● **WHAT THIS TASK INVOLVES**: Could you copy the records below from the line containing "Q: In the image above, where is the long" through the line containing "[169,76,282,199]", keeping every line, Q and A alike, but shifting each bounding-box coordinate in the answers up by 54? Leave the pictures out.

Excerpts from a detection dataset
— begin —

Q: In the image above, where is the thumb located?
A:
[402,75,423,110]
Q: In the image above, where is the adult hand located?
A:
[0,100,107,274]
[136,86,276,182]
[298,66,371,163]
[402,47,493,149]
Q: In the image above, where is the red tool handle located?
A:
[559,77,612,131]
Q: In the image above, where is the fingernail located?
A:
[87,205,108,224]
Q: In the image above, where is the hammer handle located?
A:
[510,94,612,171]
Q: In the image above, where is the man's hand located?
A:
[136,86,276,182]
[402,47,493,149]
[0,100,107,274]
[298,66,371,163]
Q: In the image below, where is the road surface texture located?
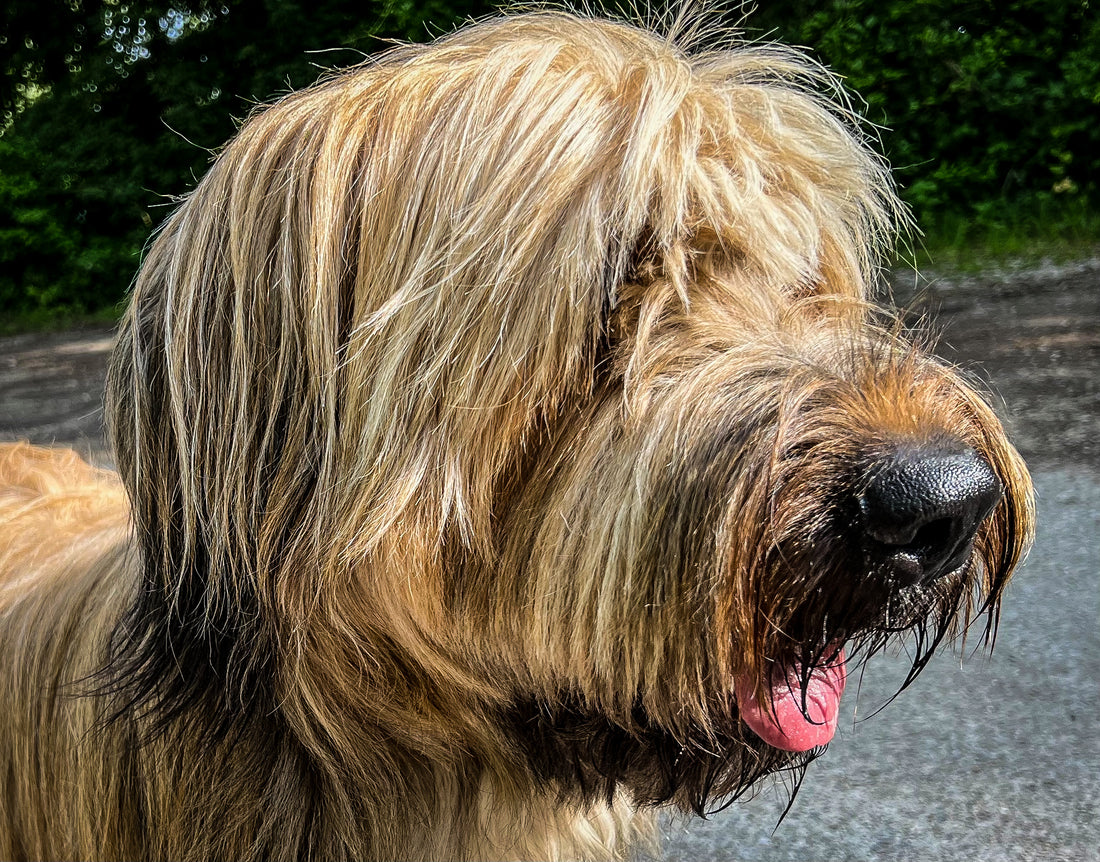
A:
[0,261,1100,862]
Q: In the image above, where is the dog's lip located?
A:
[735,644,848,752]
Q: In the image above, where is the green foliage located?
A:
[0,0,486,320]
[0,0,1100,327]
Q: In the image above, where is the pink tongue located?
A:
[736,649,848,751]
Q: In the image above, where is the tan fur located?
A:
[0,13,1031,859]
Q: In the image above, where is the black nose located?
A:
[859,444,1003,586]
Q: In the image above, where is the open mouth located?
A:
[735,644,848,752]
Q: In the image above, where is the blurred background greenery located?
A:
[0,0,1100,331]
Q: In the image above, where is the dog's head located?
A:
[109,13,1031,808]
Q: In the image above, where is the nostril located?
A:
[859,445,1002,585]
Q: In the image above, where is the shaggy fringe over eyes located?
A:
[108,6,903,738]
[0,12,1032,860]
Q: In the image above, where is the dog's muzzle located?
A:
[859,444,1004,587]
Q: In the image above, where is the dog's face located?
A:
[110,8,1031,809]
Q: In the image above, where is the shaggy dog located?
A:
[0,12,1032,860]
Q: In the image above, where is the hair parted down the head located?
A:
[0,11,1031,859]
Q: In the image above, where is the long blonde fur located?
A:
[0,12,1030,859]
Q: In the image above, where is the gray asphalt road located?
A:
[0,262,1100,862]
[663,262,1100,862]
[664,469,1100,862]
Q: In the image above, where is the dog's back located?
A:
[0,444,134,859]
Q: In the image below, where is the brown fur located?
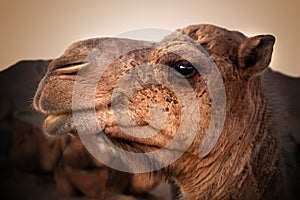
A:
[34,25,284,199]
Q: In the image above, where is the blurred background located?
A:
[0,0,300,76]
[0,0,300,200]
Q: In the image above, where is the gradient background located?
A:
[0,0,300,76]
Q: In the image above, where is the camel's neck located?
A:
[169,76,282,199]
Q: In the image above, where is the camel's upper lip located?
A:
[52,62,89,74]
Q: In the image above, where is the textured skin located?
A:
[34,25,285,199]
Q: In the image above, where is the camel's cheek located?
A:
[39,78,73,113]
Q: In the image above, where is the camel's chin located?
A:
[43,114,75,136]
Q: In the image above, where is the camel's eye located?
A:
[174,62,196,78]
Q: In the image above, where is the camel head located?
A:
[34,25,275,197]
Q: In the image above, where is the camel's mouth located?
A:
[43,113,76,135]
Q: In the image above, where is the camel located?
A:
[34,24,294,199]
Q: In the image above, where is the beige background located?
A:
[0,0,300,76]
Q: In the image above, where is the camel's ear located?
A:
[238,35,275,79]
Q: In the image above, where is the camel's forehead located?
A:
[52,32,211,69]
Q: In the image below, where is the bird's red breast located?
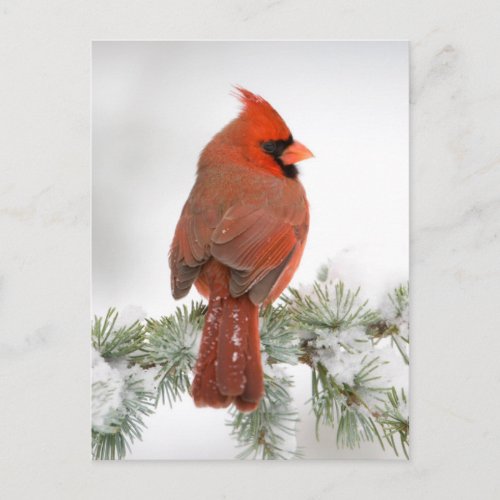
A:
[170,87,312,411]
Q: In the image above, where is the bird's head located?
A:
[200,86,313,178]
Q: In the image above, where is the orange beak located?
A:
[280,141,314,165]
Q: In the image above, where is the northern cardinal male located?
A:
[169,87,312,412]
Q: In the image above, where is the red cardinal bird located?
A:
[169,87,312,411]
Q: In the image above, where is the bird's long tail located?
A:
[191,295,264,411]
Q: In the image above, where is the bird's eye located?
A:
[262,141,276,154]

— end —

● **COMPLETE OUTPUT**:
Q: In the image above, where is the long blonde fur located?
A:
[54,66,1084,913]
Q: In the image above, where is the gray asphalt road located?
A:
[54,316,1154,916]
[717,316,1154,916]
[718,523,1154,916]
Q: In the image above, where is the dog's back located?
A:
[54,498,188,913]
Q: In the image below, where is the brown fur located?
A:
[88,79,338,253]
Q: In the image above, where is the blurred background located?
A:
[54,54,354,130]
[54,54,354,254]
Q: In the image above, where is the gradient background located?
A:
[54,54,354,130]
Q: In the image above, where is the camel's neck located?
A:
[223,130,336,253]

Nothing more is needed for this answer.